EXERCISE - Quote every one of the records below word for word, in the order they appear.

** Start **

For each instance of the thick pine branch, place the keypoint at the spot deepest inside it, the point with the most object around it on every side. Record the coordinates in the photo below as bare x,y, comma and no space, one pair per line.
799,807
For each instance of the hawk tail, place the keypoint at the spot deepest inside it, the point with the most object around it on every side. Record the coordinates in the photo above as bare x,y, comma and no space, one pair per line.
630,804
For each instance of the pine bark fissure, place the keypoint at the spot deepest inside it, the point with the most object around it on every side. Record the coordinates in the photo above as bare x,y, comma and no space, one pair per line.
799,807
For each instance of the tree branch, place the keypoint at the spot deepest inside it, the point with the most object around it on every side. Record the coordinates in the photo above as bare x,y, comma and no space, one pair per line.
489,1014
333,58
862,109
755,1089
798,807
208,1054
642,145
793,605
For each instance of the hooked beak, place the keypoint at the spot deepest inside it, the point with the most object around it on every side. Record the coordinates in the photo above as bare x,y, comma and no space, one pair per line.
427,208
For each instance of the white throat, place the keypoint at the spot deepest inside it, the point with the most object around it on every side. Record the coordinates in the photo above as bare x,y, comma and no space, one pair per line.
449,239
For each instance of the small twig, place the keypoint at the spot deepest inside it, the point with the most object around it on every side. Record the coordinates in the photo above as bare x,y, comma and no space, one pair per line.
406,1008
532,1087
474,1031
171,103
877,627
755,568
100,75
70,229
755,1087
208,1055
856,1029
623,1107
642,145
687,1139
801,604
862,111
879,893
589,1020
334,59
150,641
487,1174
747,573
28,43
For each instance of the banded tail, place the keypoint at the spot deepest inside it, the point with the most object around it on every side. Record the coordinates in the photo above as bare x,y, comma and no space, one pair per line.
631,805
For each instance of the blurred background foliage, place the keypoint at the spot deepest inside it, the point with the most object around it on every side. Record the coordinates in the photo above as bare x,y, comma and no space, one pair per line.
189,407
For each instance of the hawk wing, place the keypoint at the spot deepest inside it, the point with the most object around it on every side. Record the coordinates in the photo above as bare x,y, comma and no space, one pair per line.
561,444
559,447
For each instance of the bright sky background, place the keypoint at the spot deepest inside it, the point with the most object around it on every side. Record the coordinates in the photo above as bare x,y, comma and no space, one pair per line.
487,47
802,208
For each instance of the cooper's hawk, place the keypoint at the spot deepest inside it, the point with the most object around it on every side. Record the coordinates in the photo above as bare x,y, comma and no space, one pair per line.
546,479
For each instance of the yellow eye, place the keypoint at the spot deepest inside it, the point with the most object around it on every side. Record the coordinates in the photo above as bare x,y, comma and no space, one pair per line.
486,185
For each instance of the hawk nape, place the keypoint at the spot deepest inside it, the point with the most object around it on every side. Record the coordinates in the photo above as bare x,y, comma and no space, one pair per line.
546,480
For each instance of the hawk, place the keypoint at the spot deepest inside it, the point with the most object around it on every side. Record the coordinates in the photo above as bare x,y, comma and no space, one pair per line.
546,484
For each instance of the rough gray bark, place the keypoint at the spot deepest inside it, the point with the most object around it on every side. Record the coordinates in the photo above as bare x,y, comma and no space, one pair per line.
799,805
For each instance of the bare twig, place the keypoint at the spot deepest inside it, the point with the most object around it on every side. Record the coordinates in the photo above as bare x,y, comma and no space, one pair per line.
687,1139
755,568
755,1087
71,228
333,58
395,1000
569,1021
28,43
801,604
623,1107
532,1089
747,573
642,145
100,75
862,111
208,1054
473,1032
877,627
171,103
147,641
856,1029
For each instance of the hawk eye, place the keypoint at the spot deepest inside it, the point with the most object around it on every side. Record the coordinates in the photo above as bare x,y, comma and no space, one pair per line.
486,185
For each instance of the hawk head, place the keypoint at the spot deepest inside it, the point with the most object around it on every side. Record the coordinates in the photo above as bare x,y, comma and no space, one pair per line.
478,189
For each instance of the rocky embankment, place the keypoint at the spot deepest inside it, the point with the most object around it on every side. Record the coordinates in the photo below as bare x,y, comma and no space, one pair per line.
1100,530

** End **

COMPLETED EXERCISE -
For each instance of the thick pine branch, place the keypoint at the spot deepest inside it, the point with the most object around it on every side. Record the coordinates in the photo below as bare x,y, comma and no space, one pair per line.
799,807
For each instance of the hawk tail, place the keypoint at the spot deepest inside it, the point with the most object around it on every side. Record the coordinates in the photo above as bare x,y, comma and no space, one pair per line.
630,804
For each instance of the pine bark fissure, place the keypoint at the spot deepest inside it, the point with the most object around it on every side. Record the coordinates in the photo above as bare x,y, comma and no space, one pair per line.
799,807
For each instance of the tree branch, place the keypoint at the spot deepest inside it, the point with the most object around it on every side. Record the coordinates in the photo above as bare x,y, comma and no space, one pair per line.
489,1014
333,58
862,109
755,1089
798,807
208,1054
642,145
793,605
For each instance of the hooked beak, place the keypoint at the spot deepest inside it, the point with the most object around it on every side. Record the coordinates in the photo above as bare x,y, comma and no space, one pair per line.
427,208
For each instance of the white throat, place the keypoint at the spot deepest inside it, the point with the most object around it on every side. Record the coordinates in the photo above as bare x,y, comma and no space, one pair per line.
449,239
For each instance of the small twig, place the keypoint at the spot deepest inside it, the point with the most object around it on every side. Record the coordinates in the photo above as bare x,y, comma and no space, one pair per line.
406,1008
532,1087
474,1031
171,103
877,627
755,568
100,75
70,229
755,1087
208,1055
856,1029
623,1107
642,145
687,1139
801,604
862,111
879,893
589,1020
334,59
150,641
487,1174
747,573
28,43
For each instance of the banded tail, place the keypoint at the spot deepest inside it, the point with the most object around it on every side. Record the coordinates in the photo above as bare x,y, comma and no space, one pair per line.
631,805
For each instance of the blurred background foliage, place the keypoint at the spot deepest inside it, the point with the most object around it on every side. Record the coordinates in the photo above as bare x,y, comma and no space, one pair per line.
189,407
For each instance of the hawk wing, place the keypoint at the spot deepest inside it, the point with the most object around it on every side. Record the coordinates in the photo above as bare x,y, comma and no space, one pair per line.
561,444
559,447
For each instance of the bright sky background, place the keypoint at the spot deepest inside it, the point with the most object around it on every side. Record the coordinates in the photo above as bare x,y, comma and no space, one pair per line.
487,47
802,208
For each instance of the cooper's hawk, place the keypoint at the spot deepest inside it, the point with the most object around it on every side. Record the coordinates in the photo above as bare x,y, comma and no space, one pair per line.
546,479
For each instance of the yellow eye, place the keypoint at the spot deepest inside it, the point with the most object around it on every side. Record the coordinates in the photo above as bare x,y, comma and no space, one pair per line.
486,185
For each instance of the hawk nape, place the keypoint at the spot deepest inside it, the point with the most object around it on every side. Record the coordinates in the photo above as bare x,y, comma and no space, one pair per line.
546,480
For each instance of the hawk, place the keypoint at the spot deepest inside it, the point with the most object around it on every side. Record the coordinates in the photo above as bare x,y, comma and no space, one pair per line.
546,484
For each instance of the rough gray bark, place the keypoint at the spot deepest inside it, the point with the most object around it on every side. Record the coordinates in the photo above as bare x,y, comma and no space, one pair per line.
799,805
For each instance of the bare twig, place the keypoint at the spot deepest inside it, the point with the most object around it on every side. Record the coordinates in the photo above as bare x,y, comma and no space, one pair per line.
687,1139
755,568
755,1087
71,228
333,58
395,1000
569,1021
28,43
801,604
623,1107
532,1089
747,573
642,145
100,75
862,111
208,1054
473,1032
877,627
171,103
147,641
856,1029
For each instance of the hawk eye, place the keypoint at the spot deepest inside it, the point with the most object around it on every side. Record the coordinates in the photo above as bare x,y, comma and no space, one pair per line.
486,185
For each instance of the hawk head, place the keypoint at the spot deepest inside it, the point with the most object around it on every side. Record the coordinates in the photo above as bare x,y, comma and no space, one pair per line.
478,189
For each instance of the rocky embankment, place the keypoint at the spot deepest inside it, the point with the most object around it on every side. Record the coordinates in the photo below as bare x,y, comma and no space, one pair per line.
1100,530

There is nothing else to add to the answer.